● **SET PROBLEM**: Transcribe the items below verbatim. Start at the line containing "lamp post in the photo above." and continue through the last line of the items, including both ends.

● **Stored items**:

☆ ☆ ☆ ☆ ☆

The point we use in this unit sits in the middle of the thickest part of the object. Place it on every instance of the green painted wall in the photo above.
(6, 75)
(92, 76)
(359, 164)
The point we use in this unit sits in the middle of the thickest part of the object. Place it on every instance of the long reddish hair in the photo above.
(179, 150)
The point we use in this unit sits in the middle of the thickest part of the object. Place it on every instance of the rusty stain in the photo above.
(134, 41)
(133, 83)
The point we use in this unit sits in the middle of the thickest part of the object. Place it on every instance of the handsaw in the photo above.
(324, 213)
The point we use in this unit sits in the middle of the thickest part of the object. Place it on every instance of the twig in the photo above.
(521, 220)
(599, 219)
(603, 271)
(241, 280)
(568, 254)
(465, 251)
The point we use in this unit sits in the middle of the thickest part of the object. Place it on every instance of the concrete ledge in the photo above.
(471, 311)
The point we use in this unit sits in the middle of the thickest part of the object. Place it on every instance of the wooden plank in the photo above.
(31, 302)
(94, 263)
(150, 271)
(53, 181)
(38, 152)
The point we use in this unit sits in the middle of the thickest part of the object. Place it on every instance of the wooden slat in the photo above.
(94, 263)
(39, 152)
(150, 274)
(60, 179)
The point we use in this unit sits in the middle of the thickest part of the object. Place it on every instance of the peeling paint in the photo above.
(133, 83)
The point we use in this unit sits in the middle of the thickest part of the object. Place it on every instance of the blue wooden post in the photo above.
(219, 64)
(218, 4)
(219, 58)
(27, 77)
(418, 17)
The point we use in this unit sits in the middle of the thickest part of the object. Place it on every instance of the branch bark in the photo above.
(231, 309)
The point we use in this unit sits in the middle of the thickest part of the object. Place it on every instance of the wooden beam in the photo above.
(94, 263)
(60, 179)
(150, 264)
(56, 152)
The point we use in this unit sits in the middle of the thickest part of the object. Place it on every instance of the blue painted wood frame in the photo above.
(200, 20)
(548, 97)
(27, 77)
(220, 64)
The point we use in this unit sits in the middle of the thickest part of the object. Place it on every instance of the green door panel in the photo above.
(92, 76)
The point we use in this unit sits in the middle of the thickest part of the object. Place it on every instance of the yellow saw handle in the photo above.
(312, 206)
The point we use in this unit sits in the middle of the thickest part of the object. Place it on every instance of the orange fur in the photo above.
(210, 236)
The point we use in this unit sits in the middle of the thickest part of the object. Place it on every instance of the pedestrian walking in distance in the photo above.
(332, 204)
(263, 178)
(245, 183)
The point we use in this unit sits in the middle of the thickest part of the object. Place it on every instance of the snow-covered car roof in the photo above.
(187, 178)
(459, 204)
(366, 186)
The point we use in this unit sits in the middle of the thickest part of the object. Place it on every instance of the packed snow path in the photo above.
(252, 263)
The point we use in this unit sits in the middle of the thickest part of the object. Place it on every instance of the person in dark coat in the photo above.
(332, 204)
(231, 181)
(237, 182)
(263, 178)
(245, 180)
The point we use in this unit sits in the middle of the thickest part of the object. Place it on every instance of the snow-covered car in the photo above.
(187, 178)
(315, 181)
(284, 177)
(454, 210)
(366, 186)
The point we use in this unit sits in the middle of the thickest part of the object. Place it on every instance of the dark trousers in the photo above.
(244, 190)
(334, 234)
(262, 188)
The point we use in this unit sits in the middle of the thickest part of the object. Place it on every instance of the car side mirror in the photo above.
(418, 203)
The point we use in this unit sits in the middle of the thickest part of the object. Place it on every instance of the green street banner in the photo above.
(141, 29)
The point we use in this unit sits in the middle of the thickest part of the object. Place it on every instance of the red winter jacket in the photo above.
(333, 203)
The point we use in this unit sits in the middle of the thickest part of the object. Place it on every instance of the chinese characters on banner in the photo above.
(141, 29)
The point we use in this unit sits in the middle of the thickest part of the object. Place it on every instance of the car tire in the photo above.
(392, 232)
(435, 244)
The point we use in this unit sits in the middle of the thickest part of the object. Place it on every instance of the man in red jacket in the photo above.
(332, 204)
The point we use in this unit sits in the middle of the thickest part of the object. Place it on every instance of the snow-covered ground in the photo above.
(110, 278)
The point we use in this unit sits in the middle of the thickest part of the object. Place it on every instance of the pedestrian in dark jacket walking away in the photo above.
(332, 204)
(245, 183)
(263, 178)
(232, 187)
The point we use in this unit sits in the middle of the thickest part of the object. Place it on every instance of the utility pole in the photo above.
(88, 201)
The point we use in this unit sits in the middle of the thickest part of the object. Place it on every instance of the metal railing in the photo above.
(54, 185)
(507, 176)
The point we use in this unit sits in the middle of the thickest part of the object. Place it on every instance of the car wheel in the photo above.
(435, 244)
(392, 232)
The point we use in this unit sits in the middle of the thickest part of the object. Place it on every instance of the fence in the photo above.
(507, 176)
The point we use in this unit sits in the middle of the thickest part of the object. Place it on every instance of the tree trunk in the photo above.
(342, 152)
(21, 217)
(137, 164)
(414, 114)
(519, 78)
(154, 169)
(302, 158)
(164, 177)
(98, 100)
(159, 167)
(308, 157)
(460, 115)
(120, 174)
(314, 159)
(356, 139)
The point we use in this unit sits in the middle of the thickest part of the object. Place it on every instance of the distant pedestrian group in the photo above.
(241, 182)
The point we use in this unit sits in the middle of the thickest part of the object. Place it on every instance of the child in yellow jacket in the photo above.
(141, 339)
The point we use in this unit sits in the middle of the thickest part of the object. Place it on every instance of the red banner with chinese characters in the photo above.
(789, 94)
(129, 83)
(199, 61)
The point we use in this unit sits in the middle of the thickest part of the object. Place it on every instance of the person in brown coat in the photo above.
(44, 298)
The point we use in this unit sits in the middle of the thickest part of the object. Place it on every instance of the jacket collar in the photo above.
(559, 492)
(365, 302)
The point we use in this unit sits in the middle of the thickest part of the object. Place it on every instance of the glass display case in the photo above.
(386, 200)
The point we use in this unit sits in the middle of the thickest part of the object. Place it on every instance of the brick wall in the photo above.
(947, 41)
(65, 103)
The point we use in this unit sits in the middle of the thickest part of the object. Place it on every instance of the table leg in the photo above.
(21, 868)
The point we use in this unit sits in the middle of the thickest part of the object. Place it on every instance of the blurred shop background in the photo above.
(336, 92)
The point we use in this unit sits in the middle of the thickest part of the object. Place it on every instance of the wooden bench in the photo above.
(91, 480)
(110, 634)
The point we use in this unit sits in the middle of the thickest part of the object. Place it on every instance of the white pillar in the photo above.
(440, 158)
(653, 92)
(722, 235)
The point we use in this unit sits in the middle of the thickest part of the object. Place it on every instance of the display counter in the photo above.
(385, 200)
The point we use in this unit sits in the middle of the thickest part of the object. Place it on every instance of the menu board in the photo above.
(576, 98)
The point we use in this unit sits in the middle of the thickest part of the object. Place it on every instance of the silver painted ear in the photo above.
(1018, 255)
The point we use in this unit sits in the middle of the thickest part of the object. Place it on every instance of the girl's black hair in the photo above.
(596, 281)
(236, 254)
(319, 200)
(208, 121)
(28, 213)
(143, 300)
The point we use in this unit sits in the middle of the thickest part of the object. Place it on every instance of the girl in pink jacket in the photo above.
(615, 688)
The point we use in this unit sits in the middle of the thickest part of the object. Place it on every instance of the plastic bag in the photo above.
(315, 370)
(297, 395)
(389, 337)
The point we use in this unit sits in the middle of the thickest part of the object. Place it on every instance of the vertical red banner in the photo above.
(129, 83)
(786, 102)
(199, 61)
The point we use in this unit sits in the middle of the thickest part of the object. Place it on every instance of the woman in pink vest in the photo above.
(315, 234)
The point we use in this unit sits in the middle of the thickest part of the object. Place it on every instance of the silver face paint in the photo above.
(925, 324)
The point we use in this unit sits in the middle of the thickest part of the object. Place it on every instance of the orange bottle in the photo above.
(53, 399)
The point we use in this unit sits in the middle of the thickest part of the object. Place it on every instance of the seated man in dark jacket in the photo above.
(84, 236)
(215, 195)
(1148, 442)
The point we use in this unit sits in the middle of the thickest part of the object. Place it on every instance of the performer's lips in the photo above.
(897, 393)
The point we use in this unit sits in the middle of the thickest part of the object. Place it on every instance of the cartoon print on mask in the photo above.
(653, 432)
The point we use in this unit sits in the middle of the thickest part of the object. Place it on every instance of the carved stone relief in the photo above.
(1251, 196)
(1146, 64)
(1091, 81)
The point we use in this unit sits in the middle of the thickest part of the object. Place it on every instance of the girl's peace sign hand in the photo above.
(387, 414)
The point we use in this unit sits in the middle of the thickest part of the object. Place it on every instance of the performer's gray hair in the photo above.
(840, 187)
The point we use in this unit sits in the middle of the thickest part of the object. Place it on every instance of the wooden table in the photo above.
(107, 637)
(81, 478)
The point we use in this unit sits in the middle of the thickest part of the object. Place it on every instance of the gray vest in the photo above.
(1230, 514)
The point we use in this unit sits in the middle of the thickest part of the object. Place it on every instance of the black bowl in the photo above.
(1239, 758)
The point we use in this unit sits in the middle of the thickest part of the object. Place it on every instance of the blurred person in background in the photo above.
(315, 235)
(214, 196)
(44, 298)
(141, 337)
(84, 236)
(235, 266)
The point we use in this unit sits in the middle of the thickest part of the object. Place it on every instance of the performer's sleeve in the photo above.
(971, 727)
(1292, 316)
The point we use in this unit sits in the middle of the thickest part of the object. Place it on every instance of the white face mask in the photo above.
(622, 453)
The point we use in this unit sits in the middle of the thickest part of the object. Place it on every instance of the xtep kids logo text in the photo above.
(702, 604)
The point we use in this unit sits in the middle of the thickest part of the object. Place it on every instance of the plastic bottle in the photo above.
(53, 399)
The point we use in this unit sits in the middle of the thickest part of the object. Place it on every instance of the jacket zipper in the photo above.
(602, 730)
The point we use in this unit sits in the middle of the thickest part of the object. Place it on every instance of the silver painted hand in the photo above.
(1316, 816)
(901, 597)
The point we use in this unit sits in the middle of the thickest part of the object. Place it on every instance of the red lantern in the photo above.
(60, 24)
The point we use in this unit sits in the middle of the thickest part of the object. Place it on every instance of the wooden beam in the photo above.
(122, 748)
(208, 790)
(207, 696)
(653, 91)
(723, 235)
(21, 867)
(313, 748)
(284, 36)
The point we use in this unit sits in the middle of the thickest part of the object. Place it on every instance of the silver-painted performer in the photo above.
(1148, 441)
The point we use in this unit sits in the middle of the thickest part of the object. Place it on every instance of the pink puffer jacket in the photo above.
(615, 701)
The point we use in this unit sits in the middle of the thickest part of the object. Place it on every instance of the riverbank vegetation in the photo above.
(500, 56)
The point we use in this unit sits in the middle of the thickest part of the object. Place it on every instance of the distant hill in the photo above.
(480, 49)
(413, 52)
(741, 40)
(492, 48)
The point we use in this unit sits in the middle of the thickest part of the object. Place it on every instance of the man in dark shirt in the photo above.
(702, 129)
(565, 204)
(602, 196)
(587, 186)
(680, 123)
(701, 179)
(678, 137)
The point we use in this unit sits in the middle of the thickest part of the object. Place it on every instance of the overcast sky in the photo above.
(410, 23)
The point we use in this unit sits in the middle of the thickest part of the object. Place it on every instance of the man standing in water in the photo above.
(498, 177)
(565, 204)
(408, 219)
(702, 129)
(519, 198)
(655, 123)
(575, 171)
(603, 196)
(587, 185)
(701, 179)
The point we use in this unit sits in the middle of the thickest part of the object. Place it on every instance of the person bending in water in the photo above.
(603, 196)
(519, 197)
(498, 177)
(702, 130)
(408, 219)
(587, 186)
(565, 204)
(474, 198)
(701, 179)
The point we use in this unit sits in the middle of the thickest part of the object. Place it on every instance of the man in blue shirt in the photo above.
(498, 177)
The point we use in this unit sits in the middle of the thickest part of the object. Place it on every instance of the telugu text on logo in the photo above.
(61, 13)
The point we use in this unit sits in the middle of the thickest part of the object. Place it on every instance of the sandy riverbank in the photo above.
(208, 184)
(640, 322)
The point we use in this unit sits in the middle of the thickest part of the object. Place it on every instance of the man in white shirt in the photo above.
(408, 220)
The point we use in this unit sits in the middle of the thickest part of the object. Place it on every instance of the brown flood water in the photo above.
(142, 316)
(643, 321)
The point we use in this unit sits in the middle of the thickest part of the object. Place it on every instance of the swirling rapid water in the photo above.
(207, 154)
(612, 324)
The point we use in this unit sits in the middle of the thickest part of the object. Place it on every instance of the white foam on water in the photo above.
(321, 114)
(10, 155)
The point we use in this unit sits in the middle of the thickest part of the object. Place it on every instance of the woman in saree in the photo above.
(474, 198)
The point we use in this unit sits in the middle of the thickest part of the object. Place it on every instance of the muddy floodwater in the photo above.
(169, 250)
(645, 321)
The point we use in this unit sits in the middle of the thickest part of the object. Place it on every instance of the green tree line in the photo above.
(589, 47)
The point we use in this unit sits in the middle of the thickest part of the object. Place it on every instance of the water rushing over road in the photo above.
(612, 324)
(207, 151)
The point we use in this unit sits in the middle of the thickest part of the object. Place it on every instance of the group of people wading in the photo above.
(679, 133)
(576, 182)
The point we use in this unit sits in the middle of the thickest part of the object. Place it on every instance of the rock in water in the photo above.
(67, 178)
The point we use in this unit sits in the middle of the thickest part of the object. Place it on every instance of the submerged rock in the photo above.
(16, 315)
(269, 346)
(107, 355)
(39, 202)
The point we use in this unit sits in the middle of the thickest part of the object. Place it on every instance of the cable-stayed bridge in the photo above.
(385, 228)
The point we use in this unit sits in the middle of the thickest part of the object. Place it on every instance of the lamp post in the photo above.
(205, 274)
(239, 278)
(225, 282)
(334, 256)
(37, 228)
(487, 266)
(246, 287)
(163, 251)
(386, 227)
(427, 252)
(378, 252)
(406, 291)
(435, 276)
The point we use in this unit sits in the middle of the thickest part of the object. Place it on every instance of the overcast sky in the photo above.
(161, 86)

☆ ☆ ☆ ☆ ☆

● **FINISHED ANSWER**:
The point we use in this unit sits in the middle of the thickest part of the object. Place it on every instance of the lamp post in the photo above.
(205, 274)
(239, 278)
(225, 282)
(334, 256)
(37, 228)
(487, 266)
(246, 287)
(163, 251)
(386, 227)
(427, 252)
(378, 252)
(406, 291)
(435, 276)
The point we use in this unit sits in the middle of the thickest part of the object. Place it on every instance of the overcast sky in the photo above.
(161, 86)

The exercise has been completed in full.